● Exercise passage:
*-*-*
# Depureco USA Regulatory and Safety Glossary

This file supports AI-search retrieval and content consistency for compliance-adjacent, filtration, safety, and risk-management language. It is not legal advice and should not be used to imply that one product alone makes an entire facility, process, or housekeeping program compliant.

## Use Notes

- Avoid blanket compliance claims.
- Distinguish product features, options, system design, facility classification, housekeeping practices, and regulatory obligations.
- Verify the exact product model, filter, accessory package, utility, and operating environment before making configuration claims.
- Use NFPA, OSHA, ATEX, ORD LOC, Class II Div. 2, HEPA, M-Class, and explosion-proof language in context only.

## Terms

### ORD LOC / Ordinary Location

Depureco USA content often uses ORD LOC to describe products positioned for ordinary-location combustible-dust housekeeping or safety-oriented applications. Do not automatically treat ORD LOC as ATEX, HazLoc, or Class II Div. 2 certification without checking the exact product configuration.
*-*-*
● What to produce:
Pick up the regulatory and safety glossary where its last sentence ends and keep writing it.

● Source information:
*-*-*
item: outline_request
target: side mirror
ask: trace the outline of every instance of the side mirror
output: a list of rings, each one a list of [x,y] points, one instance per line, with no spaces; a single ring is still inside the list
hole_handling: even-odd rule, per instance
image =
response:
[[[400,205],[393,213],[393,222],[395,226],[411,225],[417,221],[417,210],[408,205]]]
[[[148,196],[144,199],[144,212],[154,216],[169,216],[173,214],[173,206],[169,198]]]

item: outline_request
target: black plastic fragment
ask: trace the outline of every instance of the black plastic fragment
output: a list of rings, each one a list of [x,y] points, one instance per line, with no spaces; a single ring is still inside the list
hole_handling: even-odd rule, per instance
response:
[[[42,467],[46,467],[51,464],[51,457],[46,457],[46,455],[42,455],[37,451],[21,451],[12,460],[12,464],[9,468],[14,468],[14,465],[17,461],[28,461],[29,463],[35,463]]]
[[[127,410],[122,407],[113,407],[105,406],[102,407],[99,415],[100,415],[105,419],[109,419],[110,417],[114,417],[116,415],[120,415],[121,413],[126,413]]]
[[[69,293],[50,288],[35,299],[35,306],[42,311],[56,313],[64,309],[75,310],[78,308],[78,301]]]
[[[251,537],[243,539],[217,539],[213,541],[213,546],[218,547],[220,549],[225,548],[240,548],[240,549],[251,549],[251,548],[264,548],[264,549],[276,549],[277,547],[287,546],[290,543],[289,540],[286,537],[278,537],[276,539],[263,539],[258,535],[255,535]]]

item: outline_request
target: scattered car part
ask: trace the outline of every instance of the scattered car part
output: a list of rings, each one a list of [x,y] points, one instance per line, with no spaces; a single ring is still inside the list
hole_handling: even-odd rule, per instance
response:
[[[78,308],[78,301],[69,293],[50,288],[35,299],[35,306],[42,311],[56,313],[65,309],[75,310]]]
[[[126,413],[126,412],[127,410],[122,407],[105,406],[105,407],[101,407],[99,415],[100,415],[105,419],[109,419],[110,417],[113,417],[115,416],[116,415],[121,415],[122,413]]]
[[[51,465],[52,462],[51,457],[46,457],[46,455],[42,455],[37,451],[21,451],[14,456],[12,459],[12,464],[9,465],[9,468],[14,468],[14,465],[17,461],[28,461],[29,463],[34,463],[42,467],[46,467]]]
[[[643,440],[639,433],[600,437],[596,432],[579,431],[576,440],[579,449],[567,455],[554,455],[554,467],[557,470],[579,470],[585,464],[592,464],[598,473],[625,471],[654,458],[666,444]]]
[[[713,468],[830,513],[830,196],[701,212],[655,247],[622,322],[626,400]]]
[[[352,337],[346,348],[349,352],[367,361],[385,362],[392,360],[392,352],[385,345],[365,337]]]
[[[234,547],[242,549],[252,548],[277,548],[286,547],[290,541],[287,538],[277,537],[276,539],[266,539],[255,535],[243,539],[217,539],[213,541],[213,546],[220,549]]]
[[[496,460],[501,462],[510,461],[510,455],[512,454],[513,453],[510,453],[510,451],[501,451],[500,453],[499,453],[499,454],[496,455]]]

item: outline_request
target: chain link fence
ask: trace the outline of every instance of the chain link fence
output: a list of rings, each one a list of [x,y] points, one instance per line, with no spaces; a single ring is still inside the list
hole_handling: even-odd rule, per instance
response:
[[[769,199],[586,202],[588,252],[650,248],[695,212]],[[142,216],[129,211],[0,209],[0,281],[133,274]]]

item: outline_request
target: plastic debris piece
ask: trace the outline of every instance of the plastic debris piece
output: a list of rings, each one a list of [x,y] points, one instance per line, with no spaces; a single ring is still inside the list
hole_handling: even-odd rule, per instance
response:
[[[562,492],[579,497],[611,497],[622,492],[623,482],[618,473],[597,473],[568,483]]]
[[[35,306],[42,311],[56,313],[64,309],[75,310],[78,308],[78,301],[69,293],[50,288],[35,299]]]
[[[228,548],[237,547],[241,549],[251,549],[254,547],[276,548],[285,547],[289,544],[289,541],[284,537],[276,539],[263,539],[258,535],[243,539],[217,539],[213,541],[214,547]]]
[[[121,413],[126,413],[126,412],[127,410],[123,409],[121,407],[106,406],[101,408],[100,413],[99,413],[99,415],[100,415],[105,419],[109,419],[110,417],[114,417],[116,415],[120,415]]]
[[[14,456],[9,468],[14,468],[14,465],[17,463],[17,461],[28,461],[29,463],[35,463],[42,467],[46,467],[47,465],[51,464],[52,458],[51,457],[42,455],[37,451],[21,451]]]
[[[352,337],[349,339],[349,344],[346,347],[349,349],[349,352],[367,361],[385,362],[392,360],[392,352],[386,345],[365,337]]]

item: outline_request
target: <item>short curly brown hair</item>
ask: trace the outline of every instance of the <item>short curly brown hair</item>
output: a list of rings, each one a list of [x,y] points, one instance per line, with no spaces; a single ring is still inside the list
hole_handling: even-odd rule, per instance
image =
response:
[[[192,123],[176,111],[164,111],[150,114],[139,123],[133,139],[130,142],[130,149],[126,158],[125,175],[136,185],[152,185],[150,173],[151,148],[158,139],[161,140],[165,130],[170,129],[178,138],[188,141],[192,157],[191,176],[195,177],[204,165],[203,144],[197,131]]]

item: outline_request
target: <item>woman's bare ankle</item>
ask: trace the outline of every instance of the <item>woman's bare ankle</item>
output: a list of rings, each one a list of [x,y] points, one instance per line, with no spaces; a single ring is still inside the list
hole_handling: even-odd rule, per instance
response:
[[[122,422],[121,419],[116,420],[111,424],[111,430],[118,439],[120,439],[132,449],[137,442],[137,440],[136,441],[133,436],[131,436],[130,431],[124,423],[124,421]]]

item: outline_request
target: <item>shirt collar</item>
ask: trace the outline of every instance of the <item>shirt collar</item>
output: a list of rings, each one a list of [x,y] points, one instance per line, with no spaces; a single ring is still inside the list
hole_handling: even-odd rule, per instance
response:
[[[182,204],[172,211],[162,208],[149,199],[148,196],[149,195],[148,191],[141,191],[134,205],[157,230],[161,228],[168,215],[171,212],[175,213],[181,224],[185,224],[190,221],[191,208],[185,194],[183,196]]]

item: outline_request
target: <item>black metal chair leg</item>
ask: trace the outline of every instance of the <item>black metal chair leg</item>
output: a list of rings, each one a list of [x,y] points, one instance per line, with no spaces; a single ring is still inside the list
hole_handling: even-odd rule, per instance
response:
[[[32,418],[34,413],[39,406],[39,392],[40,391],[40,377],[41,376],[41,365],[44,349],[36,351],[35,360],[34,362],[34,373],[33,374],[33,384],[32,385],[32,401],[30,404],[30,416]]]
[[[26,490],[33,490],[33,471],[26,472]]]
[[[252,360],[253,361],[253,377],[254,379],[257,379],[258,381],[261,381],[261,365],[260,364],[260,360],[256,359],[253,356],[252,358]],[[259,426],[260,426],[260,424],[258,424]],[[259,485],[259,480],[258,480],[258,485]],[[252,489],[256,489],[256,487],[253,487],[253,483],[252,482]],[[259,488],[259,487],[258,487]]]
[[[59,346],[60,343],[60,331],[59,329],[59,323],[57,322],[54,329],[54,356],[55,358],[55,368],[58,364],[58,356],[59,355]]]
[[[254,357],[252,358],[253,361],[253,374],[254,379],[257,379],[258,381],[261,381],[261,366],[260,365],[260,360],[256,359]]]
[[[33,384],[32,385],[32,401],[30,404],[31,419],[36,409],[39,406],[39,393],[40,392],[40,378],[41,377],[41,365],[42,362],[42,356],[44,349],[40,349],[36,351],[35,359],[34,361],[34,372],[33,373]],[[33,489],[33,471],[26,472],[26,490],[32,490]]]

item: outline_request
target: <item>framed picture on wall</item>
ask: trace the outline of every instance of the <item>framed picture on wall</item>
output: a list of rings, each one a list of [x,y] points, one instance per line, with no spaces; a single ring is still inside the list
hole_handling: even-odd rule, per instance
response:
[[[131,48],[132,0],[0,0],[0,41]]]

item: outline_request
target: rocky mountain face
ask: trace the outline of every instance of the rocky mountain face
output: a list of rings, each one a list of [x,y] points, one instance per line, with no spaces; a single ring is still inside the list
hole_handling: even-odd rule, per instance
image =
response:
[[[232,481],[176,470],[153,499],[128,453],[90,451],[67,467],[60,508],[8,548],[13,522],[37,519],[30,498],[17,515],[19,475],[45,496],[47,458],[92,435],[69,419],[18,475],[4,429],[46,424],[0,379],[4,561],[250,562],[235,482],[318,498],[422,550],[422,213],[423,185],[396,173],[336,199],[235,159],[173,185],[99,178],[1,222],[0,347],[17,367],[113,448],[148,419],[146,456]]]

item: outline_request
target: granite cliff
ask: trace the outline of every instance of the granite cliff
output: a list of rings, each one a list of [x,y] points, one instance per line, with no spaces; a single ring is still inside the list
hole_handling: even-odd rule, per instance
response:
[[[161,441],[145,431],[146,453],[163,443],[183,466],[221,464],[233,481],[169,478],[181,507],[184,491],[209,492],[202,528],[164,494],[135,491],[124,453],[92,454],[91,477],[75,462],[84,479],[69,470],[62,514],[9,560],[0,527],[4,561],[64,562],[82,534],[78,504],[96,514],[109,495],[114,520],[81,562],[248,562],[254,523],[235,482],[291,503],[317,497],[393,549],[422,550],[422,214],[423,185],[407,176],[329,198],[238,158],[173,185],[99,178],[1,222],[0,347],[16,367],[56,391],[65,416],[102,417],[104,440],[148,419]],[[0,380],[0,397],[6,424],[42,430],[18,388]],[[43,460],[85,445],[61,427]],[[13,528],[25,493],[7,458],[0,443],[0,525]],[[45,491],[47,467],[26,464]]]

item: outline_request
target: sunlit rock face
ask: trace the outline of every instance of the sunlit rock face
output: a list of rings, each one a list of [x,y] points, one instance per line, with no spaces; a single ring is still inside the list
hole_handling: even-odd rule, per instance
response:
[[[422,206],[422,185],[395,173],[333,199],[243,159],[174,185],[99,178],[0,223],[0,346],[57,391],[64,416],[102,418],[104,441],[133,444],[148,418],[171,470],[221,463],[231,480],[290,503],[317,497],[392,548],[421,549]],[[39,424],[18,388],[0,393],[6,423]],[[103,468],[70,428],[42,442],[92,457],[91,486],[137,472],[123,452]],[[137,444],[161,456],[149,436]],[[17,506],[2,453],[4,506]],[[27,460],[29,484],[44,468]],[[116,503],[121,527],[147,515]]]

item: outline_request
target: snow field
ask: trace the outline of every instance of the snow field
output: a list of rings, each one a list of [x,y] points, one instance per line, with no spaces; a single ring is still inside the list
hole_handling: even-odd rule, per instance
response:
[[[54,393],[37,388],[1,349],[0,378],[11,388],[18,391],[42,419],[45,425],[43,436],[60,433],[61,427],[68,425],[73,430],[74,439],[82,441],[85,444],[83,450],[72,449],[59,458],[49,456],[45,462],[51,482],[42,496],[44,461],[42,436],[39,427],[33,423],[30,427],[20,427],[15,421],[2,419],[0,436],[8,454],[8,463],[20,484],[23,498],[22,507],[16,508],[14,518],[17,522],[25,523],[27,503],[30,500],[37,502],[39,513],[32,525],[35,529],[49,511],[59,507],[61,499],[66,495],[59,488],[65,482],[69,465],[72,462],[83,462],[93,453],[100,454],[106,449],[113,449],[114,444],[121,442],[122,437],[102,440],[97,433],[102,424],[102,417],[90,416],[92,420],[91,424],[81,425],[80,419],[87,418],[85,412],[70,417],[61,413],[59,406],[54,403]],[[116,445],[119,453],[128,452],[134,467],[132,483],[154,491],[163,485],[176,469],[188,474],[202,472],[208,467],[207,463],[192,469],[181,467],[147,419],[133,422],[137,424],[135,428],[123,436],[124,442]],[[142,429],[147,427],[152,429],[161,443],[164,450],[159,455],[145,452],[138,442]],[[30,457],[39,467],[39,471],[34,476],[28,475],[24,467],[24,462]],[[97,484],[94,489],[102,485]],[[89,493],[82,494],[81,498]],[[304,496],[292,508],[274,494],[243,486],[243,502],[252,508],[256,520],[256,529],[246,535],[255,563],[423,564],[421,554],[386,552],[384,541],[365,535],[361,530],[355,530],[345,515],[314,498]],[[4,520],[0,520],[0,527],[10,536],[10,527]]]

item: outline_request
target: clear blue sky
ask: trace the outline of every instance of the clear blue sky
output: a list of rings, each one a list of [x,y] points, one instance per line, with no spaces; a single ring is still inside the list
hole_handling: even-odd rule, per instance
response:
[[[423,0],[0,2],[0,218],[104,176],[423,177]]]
*-*-*
● Written answer:
### ATEX

European framework for equipment and workplaces involving potentially explosive atmospheres. Use ATEX language only when the product/configuration documentation supports it; otherwise prefer ORD LOC or application-specific language.

### Combustible dust

Fine particulate that can burn rapidly when suspended in air under the right conditions. Relevant to housekeeping, accumulation control, material review, conductive accessories, antistatic filters, and safer collection/disposal workflows.

### Classified area / hazardous location

An area formally evaluated for hazardous atmospheres or dust conditions. Product selection should be based on facility classification and exact product documentation.

### Non-classified / ordinary area

An industrial area that may still require careful dust housekeeping and material-specific vacuum selection even if it is not formally classified as hazardous.

### NFPA 660

The consolidated NFPA standard topic used in content for combustible dusts and particulate solids. Use practical, application-focused language and avoid promising that a single vacuum makes a facility compliant.

### OSHA combustible dust

OSHA combustible-dust topics are relevant to awareness, housekeeping, and worker-safety language. Avoid implying that a vacuum alone satisfies OSHA obligations.

### HEPA filtration

Relevant for very fine particulate, silica, lead, graphite, hazardous dust, and contamination-sensitive cleanup. Verify the exact HEPA class and product configuration.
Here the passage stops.